### Task details
Nothing in the records may be left out or altered; reproduce them all exactly.

○ ○ ○ ○ ○

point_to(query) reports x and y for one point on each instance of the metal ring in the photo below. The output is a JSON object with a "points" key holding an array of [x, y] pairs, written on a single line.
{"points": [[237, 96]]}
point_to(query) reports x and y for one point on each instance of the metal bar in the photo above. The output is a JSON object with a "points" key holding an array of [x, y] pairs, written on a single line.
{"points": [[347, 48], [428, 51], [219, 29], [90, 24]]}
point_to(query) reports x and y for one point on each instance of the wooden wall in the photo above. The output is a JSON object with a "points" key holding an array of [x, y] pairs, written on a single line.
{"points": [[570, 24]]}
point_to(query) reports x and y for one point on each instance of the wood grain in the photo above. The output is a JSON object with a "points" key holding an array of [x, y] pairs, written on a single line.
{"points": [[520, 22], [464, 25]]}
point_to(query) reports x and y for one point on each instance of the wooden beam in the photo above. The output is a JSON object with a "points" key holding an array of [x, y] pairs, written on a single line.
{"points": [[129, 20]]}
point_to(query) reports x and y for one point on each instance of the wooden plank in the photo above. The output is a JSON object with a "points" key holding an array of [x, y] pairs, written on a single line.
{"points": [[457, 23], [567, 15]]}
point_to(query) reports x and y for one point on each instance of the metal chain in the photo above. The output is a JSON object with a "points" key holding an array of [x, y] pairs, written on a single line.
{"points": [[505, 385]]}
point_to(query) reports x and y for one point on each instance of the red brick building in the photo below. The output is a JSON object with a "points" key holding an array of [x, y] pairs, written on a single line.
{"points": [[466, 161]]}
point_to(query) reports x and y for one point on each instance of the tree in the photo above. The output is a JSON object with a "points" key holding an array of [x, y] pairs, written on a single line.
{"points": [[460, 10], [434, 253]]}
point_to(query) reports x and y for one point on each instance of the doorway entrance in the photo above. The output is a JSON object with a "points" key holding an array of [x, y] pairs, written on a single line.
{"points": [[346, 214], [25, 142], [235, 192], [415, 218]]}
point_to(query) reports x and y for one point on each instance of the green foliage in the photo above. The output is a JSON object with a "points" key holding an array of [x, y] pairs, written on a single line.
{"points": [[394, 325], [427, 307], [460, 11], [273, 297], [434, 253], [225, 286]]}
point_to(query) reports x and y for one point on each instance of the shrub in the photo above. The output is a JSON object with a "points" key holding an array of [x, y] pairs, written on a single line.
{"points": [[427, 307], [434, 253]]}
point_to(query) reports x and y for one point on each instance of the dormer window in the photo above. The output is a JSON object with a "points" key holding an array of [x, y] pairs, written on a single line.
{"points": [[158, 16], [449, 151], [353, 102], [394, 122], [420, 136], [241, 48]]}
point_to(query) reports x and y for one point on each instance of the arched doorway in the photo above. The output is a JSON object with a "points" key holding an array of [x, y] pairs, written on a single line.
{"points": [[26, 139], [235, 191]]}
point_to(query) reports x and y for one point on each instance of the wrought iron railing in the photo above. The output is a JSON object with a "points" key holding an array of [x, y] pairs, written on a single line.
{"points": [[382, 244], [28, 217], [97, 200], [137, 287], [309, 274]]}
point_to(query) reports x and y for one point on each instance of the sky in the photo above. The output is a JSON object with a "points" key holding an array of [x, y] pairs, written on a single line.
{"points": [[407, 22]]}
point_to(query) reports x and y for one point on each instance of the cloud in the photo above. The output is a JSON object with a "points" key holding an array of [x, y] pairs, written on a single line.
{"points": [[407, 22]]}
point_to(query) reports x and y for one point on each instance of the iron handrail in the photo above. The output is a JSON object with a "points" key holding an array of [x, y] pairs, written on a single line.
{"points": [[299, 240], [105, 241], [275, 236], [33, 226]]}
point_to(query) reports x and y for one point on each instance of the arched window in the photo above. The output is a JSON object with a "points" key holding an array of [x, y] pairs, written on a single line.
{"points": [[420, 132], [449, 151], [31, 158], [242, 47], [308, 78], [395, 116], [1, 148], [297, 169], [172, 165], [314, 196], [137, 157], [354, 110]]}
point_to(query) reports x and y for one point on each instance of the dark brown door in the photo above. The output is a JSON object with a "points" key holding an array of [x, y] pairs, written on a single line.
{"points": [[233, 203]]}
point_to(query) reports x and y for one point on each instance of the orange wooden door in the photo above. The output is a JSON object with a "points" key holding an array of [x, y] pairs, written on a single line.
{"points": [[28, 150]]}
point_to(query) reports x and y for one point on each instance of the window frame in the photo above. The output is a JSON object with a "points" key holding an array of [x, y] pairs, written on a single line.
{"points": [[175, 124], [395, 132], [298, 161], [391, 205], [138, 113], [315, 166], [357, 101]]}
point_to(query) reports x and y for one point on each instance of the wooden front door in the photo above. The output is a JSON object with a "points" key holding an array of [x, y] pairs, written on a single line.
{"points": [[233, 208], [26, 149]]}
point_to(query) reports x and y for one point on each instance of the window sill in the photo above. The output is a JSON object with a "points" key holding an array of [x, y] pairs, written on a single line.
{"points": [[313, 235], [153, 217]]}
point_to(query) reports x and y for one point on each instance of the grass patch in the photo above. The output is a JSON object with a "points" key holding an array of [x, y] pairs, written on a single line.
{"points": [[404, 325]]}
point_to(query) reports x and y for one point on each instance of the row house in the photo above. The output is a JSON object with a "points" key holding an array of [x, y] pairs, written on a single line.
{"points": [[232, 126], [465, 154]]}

○ ○ ○ ○ ○

### Correct result
point_to(query) reports x and y for one point on each instance of the metal ring in the photo below. The output is a JSON object with a "points" key holding an array of [x, y] pairs, written on a single line.
{"points": [[237, 96]]}
point_to(query) reports x and y for one point on each instance of the metal bar in the photo above. The output is a JSON object with a "points" key holding an array of [x, y] pairs, written on a single line.
{"points": [[347, 48], [428, 51], [219, 29], [90, 24]]}
point_to(query) reports x and y for one point on each instance of the wooden wall in the photo above. The output is a JSON object with a "points" key holding an array of [x, y] pairs, written on a single line.
{"points": [[570, 24]]}
point_to(query) reports x and y for one point on each instance of the wood grain in the photo above. The output is a JSON object with a "points" key holding an array of [x, y] pairs, written on a single line.
{"points": [[520, 22], [464, 25]]}
point_to(query) reports x and y for one point on each instance of the wooden beam in the photo above. The output is a JSON object with a "points" key holding an array of [x, y] pairs, written on a single line.
{"points": [[129, 20]]}
point_to(query) reports x and y for one point on each instance of the wooden plank in the photo above. The output is a JSON object with a "points" key holding an array of [x, y] pairs, written on a single line.
{"points": [[457, 23], [567, 15]]}
point_to(query) reports x and y for one point on each instance of the metal chain in the photo above. The output is a JSON object with a "points" key holding an array of [x, y] pairs, written on a single line.
{"points": [[505, 385]]}
point_to(query) reports x and y for one point on each instance of the red brick building in the photo below. The output is a JSON object with a "points" key holding an array of [x, y] pairs, written on a single line.
{"points": [[466, 161]]}
point_to(query) reports x and y for one point on each instance of the tree in the photo above. The output is a JSON object with a "points" key holding an array of [x, y] pairs, written on a single line.
{"points": [[460, 10], [434, 253]]}
point_to(query) reports x and y for one point on each instance of the doorway entrance in the photo above. The output is a JSON object with a "points" key holding an array of [x, y] pairs, written on a single line.
{"points": [[346, 214], [25, 142], [235, 192], [415, 218]]}
point_to(query) reports x and y for one point on each instance of the green foliage in the photo above. The output is a JSON object with a "points" key holding an array of [x, y] pairs, written on a single line.
{"points": [[394, 325], [427, 307], [460, 11], [273, 297], [434, 253], [225, 286]]}
point_to(query) reports x and y for one point on each instance of the shrub in the photo above. The output is a JSON object with a "points" key holding an array of [x, y] pairs, written on a single line.
{"points": [[427, 307], [434, 253]]}
point_to(query) reports x and y for one point on each instance of the dormer window in the photo above. The output is a JSON object with a "points" key holding an array of [x, y] pairs, written on a single line.
{"points": [[158, 16], [449, 151], [353, 102], [394, 122], [420, 136], [241, 48]]}
point_to(query) reports x and y for one point on each instance of the arched doorway in the photo above. The output is a JSON object with a "points" key holding an array of [x, y] pairs, written on a single line.
{"points": [[26, 139], [235, 191]]}
point_to(query) reports x and y for one point on each instance of the wrought iron railing in the photo above. The output is a JSON object with a "points" key holding an array of [x, y] pairs, written on a single line.
{"points": [[382, 244], [28, 217], [97, 200], [137, 287], [309, 274]]}
point_to(query) reports x and y for one point on each instance of the sky in the photo above. The output is a JSON object with a "points" key holding an array of [x, y] pairs, written on a single line.
{"points": [[407, 22]]}
point_to(query) reports x and y for one point on each instance of the cloud in the photo above. The output is a JSON object with a "points" key holding an array of [x, y] pairs, written on a single line.
{"points": [[407, 22]]}
point_to(query) reports x and y for one point on each instance of the iron handrail in the photo above. The output is a JSON object with a "points" key holding an array of [x, y] pairs, written on a single line.
{"points": [[299, 240], [105, 241], [275, 236], [33, 226]]}
point_to(query) reports x and y for one point on each instance of the arched window in the photo above. The output is a JSON object with a "points" key holding an array of [x, y] pairs, written on a single line.
{"points": [[420, 132], [449, 151], [31, 158], [242, 47], [308, 78], [395, 116], [1, 148], [297, 169], [172, 165], [314, 196], [137, 157], [354, 110]]}
point_to(query) reports x and y for one point on each instance of the dark brown door in the photo above. The output is a JSON object with a "points" key holding an array of [x, y] pairs, written on a single line.
{"points": [[233, 203]]}
point_to(query) reports x and y for one point on each instance of the orange wooden door in the photo above. The output is a JSON object with a "points" key holding an array of [x, y] pairs, written on a single line.
{"points": [[28, 150]]}
point_to(query) reports x and y for one point on each instance of the window frame in the photo above. The output is a JSON object with a "points" key holding an array of [x, y] pairs, written on a single line.
{"points": [[175, 124], [395, 132], [298, 161], [391, 205], [138, 113], [315, 166], [357, 101]]}
point_to(query) reports x and y for one point on each instance of the wooden front door in the photo above. The output is a JSON object with a "points" key holding an array of [x, y] pairs, written on a single line.
{"points": [[233, 208], [26, 149]]}
point_to(query) reports x and y for one point on each instance of the window sill in the photo above. The output is a JSON object with a "points" key holding an array of [x, y] pairs, written on a single line.
{"points": [[313, 235], [153, 217]]}
point_to(query) reports x and y for one point on each instance of the grass patch in the photo above. The output is a JSON object with a "points" key holding an array of [x, y] pairs, written on a single line.
{"points": [[404, 325]]}
point_to(query) reports x and y for one point on each instance of the row house in the photo above. The output is a JSON object with a "points" key holding an array of [x, y] pairs, written on a single line.
{"points": [[232, 126], [465, 154]]}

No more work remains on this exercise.